--- start Input for this task ---
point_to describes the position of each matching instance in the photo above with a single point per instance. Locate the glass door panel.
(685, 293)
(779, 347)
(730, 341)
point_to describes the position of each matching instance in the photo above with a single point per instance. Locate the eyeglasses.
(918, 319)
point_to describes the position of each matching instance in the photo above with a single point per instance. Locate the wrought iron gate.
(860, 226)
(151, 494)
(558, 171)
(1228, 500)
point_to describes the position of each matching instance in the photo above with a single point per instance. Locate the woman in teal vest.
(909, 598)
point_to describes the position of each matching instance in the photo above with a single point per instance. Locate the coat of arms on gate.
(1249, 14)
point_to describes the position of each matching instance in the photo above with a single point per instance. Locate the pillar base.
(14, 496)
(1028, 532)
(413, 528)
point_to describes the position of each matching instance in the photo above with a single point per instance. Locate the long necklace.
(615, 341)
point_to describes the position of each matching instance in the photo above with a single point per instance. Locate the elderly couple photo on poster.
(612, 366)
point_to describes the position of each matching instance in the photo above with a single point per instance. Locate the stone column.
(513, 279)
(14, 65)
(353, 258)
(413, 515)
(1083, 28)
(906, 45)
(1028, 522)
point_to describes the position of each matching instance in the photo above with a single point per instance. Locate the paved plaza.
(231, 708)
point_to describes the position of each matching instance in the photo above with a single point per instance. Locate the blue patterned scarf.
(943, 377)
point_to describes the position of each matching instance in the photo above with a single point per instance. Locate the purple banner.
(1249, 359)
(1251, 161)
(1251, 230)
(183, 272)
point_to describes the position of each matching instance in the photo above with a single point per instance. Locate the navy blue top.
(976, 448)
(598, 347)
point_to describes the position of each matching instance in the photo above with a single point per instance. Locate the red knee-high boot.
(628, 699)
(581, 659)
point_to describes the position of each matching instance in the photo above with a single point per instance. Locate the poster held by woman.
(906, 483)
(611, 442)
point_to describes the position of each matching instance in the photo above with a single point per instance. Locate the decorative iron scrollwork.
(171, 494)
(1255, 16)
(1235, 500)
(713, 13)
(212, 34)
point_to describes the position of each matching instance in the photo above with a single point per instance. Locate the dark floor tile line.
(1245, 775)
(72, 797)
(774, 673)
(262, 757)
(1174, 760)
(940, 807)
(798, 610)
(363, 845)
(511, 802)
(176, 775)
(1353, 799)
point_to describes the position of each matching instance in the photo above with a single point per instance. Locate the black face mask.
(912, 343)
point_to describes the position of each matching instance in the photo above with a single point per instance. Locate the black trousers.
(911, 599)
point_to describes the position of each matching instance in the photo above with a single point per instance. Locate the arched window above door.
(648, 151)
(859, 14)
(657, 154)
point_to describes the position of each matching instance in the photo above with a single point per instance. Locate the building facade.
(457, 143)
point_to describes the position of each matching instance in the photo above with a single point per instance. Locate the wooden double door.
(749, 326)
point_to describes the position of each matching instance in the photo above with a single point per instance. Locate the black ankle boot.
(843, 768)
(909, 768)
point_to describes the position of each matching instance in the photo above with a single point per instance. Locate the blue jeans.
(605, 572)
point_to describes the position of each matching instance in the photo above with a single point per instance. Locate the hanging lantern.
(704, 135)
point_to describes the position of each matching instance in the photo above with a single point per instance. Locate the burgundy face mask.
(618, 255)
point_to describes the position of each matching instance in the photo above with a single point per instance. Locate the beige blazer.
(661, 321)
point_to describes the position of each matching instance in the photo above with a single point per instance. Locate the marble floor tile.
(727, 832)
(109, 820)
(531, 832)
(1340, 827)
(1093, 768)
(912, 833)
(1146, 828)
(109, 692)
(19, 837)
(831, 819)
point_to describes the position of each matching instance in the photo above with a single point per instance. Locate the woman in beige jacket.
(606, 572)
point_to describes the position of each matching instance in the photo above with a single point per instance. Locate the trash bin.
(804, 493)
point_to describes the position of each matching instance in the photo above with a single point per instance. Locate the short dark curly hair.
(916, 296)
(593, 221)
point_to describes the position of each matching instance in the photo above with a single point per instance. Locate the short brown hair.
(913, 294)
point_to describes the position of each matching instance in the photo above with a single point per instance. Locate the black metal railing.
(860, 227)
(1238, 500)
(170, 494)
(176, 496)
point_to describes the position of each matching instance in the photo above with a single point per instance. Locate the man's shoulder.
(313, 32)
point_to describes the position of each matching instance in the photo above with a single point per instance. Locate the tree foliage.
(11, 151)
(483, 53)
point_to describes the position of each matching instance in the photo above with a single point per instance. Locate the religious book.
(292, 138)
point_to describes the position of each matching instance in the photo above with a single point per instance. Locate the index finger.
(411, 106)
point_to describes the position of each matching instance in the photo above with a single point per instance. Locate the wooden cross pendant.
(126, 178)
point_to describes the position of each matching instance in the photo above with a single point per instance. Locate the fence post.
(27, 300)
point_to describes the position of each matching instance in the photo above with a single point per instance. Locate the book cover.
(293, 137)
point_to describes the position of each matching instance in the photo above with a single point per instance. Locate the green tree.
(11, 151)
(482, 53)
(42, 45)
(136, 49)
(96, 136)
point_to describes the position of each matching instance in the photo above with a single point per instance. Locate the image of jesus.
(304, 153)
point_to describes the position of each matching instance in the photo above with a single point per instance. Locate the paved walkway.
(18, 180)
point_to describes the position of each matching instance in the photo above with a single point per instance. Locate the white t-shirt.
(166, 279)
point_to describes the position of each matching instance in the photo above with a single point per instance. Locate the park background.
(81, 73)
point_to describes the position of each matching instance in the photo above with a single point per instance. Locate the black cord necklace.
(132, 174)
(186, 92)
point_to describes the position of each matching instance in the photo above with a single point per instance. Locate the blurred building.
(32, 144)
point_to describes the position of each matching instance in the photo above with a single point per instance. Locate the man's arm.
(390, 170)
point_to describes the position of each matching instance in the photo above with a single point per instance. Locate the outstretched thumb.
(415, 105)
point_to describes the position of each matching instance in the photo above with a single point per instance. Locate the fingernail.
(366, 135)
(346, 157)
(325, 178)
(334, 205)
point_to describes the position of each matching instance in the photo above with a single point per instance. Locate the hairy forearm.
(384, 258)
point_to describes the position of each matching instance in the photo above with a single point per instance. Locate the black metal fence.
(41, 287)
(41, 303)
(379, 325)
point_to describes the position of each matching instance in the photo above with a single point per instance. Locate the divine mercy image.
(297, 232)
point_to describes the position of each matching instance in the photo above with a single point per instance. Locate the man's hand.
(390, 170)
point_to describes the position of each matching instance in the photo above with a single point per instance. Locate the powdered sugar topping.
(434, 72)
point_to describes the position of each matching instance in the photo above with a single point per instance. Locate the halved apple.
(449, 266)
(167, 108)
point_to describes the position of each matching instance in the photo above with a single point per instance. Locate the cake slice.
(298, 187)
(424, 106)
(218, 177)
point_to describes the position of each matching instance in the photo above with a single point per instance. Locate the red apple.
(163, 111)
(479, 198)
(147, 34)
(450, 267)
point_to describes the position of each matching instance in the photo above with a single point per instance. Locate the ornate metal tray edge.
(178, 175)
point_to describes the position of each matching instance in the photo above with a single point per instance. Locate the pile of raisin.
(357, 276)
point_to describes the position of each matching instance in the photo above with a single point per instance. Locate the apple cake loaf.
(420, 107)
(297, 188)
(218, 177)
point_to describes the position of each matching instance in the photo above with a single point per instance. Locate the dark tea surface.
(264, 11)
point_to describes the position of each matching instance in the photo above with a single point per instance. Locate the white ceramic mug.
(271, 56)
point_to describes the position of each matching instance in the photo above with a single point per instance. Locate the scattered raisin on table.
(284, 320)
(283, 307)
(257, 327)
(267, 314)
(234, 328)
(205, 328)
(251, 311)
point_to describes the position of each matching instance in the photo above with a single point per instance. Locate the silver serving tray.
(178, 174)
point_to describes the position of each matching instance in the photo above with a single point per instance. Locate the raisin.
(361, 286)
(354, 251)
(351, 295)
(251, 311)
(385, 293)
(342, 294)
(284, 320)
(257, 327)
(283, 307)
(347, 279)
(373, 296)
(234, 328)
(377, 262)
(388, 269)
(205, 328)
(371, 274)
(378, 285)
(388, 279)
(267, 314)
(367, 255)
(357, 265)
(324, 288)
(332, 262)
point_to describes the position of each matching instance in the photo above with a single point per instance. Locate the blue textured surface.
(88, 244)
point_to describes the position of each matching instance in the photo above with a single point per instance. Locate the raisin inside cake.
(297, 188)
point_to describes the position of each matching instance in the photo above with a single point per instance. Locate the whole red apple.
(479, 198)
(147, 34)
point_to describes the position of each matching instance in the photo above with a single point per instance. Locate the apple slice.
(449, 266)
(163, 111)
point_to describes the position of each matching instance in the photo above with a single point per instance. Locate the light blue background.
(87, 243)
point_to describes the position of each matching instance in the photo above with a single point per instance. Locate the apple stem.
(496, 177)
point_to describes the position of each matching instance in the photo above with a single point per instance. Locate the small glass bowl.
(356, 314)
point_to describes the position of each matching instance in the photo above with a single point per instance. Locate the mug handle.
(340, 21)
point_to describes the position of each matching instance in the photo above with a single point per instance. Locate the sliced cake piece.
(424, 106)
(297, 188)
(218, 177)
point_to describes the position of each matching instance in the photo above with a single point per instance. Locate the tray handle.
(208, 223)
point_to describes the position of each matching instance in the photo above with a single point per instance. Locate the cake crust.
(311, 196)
--- end Input for this task ---
Task to carry out:
Reproduce everything from the start of the items down to the line with "(1228, 500)", swapping "eyeglasses" for "sunglasses" and leaving all else as it stands; give only those lines.

Solution to the exercise:
point_to describes the position of each matching instance in the photo above with a single point per instance. Locate the glass door panel.
(685, 293)
(779, 347)
(730, 341)
point_to describes the position of each matching instance in the photo above with a single point per instance. Locate the sunglasses.
(918, 319)
point_to describes the position of each matching instance in the photo above with a single point per instance. Locate the wrought iron gate.
(860, 226)
(151, 494)
(558, 171)
(1228, 500)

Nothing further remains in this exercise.